Point annotation dataset records
>> start

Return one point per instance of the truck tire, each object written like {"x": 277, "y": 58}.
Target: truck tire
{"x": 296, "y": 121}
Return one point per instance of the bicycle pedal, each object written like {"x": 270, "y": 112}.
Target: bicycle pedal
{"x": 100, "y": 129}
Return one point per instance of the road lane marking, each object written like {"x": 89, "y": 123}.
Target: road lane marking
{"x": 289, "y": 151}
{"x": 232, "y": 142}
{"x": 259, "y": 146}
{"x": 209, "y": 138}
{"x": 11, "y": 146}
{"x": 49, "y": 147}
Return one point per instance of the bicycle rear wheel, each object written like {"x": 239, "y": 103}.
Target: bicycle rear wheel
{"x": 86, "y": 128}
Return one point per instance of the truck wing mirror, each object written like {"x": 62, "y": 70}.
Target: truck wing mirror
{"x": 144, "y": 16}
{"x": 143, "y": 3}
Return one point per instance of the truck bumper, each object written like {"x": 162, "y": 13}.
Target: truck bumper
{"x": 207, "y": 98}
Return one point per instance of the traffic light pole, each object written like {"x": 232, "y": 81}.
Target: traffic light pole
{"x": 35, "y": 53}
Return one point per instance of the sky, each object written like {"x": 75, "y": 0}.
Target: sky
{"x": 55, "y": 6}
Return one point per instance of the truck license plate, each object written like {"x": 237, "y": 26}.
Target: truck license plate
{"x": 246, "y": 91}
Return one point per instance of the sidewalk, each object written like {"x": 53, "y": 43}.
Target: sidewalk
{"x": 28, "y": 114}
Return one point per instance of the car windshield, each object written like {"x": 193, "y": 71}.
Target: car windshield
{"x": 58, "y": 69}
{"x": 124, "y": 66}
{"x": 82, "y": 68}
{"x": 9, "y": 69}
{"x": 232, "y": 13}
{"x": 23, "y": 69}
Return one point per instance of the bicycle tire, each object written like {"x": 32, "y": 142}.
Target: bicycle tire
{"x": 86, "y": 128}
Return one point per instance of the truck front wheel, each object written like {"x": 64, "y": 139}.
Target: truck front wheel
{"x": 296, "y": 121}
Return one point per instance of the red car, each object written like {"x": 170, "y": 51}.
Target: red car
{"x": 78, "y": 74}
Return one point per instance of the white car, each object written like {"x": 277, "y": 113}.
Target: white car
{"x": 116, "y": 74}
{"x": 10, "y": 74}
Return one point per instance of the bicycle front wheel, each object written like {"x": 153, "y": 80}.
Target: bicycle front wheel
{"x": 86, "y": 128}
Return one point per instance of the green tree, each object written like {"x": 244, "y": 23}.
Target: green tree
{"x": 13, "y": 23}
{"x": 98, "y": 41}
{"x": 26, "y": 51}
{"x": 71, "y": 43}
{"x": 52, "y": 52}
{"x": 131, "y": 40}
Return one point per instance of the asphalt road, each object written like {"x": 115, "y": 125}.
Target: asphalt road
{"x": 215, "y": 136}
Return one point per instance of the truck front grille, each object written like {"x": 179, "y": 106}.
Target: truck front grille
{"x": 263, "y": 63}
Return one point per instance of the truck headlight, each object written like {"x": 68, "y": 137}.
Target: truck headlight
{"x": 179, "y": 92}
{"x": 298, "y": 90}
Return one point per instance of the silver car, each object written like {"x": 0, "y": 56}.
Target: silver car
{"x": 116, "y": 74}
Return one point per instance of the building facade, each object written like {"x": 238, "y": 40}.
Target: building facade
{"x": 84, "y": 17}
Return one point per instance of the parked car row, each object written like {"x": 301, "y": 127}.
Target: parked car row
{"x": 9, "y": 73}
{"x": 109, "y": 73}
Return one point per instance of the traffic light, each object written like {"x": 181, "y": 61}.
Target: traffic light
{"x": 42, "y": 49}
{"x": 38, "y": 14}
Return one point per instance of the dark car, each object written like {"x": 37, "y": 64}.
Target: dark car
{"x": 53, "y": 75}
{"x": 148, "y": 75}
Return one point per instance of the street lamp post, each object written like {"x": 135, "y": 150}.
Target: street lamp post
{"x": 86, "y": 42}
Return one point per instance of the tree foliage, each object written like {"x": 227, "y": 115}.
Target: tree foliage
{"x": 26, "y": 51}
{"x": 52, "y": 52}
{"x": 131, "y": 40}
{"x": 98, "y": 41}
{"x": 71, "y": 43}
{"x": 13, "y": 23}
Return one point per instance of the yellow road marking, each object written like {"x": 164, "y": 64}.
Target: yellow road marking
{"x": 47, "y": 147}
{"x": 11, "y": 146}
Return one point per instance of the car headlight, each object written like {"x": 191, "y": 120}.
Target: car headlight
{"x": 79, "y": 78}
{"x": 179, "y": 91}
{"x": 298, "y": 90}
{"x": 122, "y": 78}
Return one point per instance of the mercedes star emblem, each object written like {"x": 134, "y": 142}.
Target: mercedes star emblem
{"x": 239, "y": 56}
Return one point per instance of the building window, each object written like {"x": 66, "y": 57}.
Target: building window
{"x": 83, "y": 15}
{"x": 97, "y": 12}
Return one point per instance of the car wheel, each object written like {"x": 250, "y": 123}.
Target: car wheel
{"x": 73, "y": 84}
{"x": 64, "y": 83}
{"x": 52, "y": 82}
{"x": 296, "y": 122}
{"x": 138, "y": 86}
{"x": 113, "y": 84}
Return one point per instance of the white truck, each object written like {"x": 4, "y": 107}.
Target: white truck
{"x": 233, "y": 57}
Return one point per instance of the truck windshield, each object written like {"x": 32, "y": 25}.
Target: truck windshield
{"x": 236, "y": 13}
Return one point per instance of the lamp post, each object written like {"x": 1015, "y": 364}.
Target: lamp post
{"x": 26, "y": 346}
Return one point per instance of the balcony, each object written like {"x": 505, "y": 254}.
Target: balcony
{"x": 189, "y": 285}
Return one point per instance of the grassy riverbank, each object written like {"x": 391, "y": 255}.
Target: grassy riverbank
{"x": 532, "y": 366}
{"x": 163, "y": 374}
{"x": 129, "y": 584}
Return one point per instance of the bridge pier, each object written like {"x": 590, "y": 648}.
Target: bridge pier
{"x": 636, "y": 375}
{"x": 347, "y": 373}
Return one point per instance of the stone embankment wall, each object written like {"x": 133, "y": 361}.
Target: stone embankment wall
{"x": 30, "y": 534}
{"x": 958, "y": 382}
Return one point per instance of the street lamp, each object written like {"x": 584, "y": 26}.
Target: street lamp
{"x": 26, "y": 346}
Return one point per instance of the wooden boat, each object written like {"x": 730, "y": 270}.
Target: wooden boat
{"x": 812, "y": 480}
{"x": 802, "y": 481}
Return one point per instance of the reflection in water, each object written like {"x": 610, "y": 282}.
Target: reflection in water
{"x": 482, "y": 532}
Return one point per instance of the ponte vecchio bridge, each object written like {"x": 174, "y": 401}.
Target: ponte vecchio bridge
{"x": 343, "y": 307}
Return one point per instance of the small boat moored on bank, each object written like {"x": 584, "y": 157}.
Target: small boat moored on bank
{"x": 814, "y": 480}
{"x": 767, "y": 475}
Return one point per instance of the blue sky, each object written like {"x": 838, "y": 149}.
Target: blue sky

>> end

EXERCISE DETAILS: Here, the records must be output exactly and in full.

SOLVED PROBLEM:
Return one point per instance of the truck tire, each object written like {"x": 277, "y": 58}.
Target: truck tire
{"x": 296, "y": 121}
Return one point per instance of the bicycle pedal, each object written like {"x": 270, "y": 112}.
Target: bicycle pedal
{"x": 100, "y": 129}
Return one point per instance of the road lane marking, each object written like {"x": 89, "y": 123}.
Target: road lane marking
{"x": 289, "y": 151}
{"x": 232, "y": 142}
{"x": 259, "y": 146}
{"x": 209, "y": 138}
{"x": 11, "y": 146}
{"x": 49, "y": 147}
Return one point per instance of the bicycle rear wheel, each object written like {"x": 239, "y": 103}.
Target: bicycle rear wheel
{"x": 86, "y": 128}
Return one point per instance of the truck wing mirror, each object written like {"x": 62, "y": 70}.
Target: truck wing mirror
{"x": 144, "y": 16}
{"x": 143, "y": 3}
Return one point per instance of the truck bumper, each object written like {"x": 162, "y": 13}.
Target: truck bumper
{"x": 207, "y": 98}
Return one point per instance of the traffic light pole, each object written like {"x": 232, "y": 81}.
Target: traffic light pole
{"x": 35, "y": 53}
Return one point per instance of the sky, each object written like {"x": 75, "y": 0}.
Target: sky
{"x": 55, "y": 6}
Return one point per instance of the truck license plate, each object written like {"x": 237, "y": 26}.
Target: truck license plate
{"x": 246, "y": 91}
Return one point per instance of the sidewalk, each object written like {"x": 53, "y": 43}.
Target: sidewalk
{"x": 28, "y": 114}
Return one point per instance of the car windshield, each object written like {"x": 193, "y": 71}.
Target: car windshield
{"x": 58, "y": 69}
{"x": 124, "y": 66}
{"x": 82, "y": 68}
{"x": 9, "y": 69}
{"x": 232, "y": 13}
{"x": 23, "y": 69}
Return one point per instance of the bicycle tire, each object written like {"x": 32, "y": 142}.
Target: bicycle tire
{"x": 86, "y": 128}
Return one point per instance of the truck front wheel, each object written like {"x": 64, "y": 139}.
Target: truck front wheel
{"x": 296, "y": 121}
Return one point per instance of the red car, each object written like {"x": 170, "y": 51}.
Target: red car
{"x": 78, "y": 74}
Return one point per instance of the white car, each object written like {"x": 277, "y": 113}.
Target: white car
{"x": 116, "y": 74}
{"x": 10, "y": 74}
Return one point per instance of the bicycle front wheel, each object written like {"x": 153, "y": 80}.
Target: bicycle front wheel
{"x": 86, "y": 128}
Return one point per instance of the green tree, each object written like {"x": 244, "y": 23}.
Target: green tree
{"x": 13, "y": 23}
{"x": 98, "y": 41}
{"x": 26, "y": 51}
{"x": 71, "y": 43}
{"x": 52, "y": 52}
{"x": 131, "y": 40}
Return one point per instance of the asphalt road, each object written like {"x": 115, "y": 125}.
Target: asphalt road
{"x": 215, "y": 136}
Return one point per instance of the truck front grille, each object written like {"x": 179, "y": 106}.
Target: truck front grille
{"x": 263, "y": 63}
Return one point per instance of the truck headlight, each object written like {"x": 68, "y": 137}.
Target: truck headlight
{"x": 179, "y": 92}
{"x": 298, "y": 90}
Return one point per instance of the silver car, each object written like {"x": 0, "y": 56}.
Target: silver car
{"x": 116, "y": 74}
Return one point per instance of the building facade, each object written like {"x": 238, "y": 40}.
Target: building facade
{"x": 84, "y": 17}
Return one point per instance of the parked car row, each object written like {"x": 301, "y": 127}.
Target: parked car row
{"x": 9, "y": 73}
{"x": 109, "y": 73}
Return one point per instance of the traffic light, each object written like {"x": 181, "y": 61}.
Target: traffic light
{"x": 42, "y": 49}
{"x": 38, "y": 14}
Return one point per instance of the dark car, each object written like {"x": 37, "y": 64}.
Target: dark car
{"x": 53, "y": 75}
{"x": 148, "y": 75}
Return one point per instance of the street lamp post, each object written like {"x": 135, "y": 150}.
Target: street lamp post
{"x": 86, "y": 42}
Return one point per instance of the tree foliage, each object written like {"x": 227, "y": 115}.
Target: tree foliage
{"x": 26, "y": 51}
{"x": 52, "y": 52}
{"x": 131, "y": 40}
{"x": 98, "y": 41}
{"x": 71, "y": 43}
{"x": 13, "y": 23}
Return one point per instance of the yellow road marking, each object written like {"x": 164, "y": 64}.
Target: yellow road marking
{"x": 47, "y": 147}
{"x": 11, "y": 146}
Return one point per instance of the car headlight, each object written like {"x": 191, "y": 120}.
Target: car headlight
{"x": 79, "y": 78}
{"x": 179, "y": 91}
{"x": 298, "y": 90}
{"x": 122, "y": 78}
Return one point per instance of the mercedes star emblem, each object written like {"x": 134, "y": 142}.
Target: mercedes star emblem
{"x": 239, "y": 56}
Return one point per instance of the building window, each object written like {"x": 66, "y": 57}.
Target: building window
{"x": 83, "y": 15}
{"x": 97, "y": 12}
Return one point per instance of the car wheel, each object written like {"x": 250, "y": 123}.
Target: car wheel
{"x": 73, "y": 84}
{"x": 64, "y": 83}
{"x": 52, "y": 82}
{"x": 296, "y": 122}
{"x": 138, "y": 86}
{"x": 113, "y": 84}
Return one point per instance of the white truck, each object written like {"x": 4, "y": 107}.
Target: white truck
{"x": 233, "y": 57}
Return one point per instance of the truck windshield, each object written like {"x": 32, "y": 25}.
Target: truck windshield
{"x": 236, "y": 13}
Return one point per instance of the lamp post, each object written like {"x": 1015, "y": 364}.
Target: lamp post
{"x": 26, "y": 346}
Return one point per instance of the balcony, each object written like {"x": 505, "y": 254}.
Target: balcony
{"x": 189, "y": 285}
Return one point per instance of the grassy riverbank, each object written like {"x": 391, "y": 255}.
Target: grassy riverbank
{"x": 532, "y": 366}
{"x": 163, "y": 374}
{"x": 129, "y": 584}
Return one point per instance of the bridge pier, each object written like {"x": 590, "y": 648}.
Target: bridge pier
{"x": 636, "y": 375}
{"x": 347, "y": 373}
Return one point per instance of the stone embankment wall, each object written like {"x": 133, "y": 361}.
Target: stone embankment wall
{"x": 30, "y": 534}
{"x": 958, "y": 382}
Return one point per instance of the street lamp, each object written like {"x": 584, "y": 26}.
Target: street lamp
{"x": 26, "y": 346}
Return one point per instance of the wooden boat, each object written like {"x": 730, "y": 270}.
Target: wooden boat
{"x": 812, "y": 480}
{"x": 802, "y": 481}
Return one point per instance of the reflection in water, each object written like {"x": 610, "y": 282}.
Target: reflection in water
{"x": 482, "y": 532}
Return one point per instance of the ponte vecchio bridge, each object written like {"x": 174, "y": 401}.
Target: ponte vecchio bridge
{"x": 343, "y": 307}
Return one point per instance of the small boat moored on bank, each object written like {"x": 584, "y": 157}.
Target: small boat moored on bank
{"x": 814, "y": 480}
{"x": 767, "y": 475}
Return one point per instance of the blue sky, each object written like {"x": 838, "y": 149}.
Target: blue sky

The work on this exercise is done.